Request —
Quote every line of the entries below word for word, leaving out the pictures.

Task input —

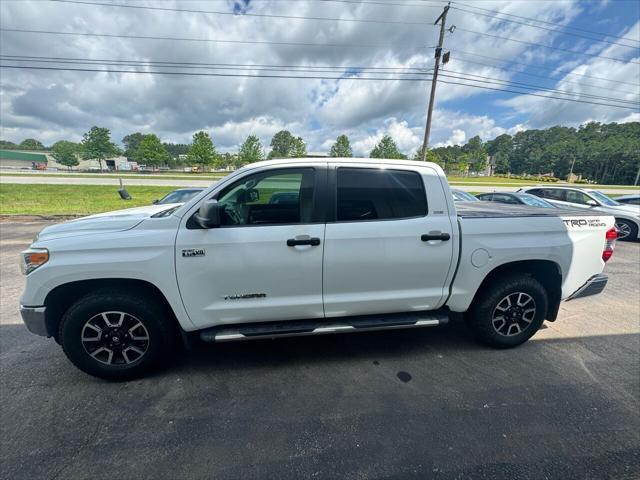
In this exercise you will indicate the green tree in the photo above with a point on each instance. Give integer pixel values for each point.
(299, 148)
(151, 151)
(31, 144)
(431, 156)
(97, 145)
(285, 145)
(7, 145)
(66, 153)
(500, 149)
(475, 154)
(250, 151)
(202, 151)
(131, 143)
(387, 148)
(342, 147)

Completed exercise —
In this exercise you will indicate the green tree in the photo above with a point on each instance. Give integer pixel values for each point.
(299, 148)
(151, 151)
(31, 144)
(431, 156)
(97, 145)
(285, 145)
(7, 145)
(66, 153)
(500, 149)
(475, 154)
(250, 151)
(202, 151)
(131, 143)
(387, 148)
(342, 147)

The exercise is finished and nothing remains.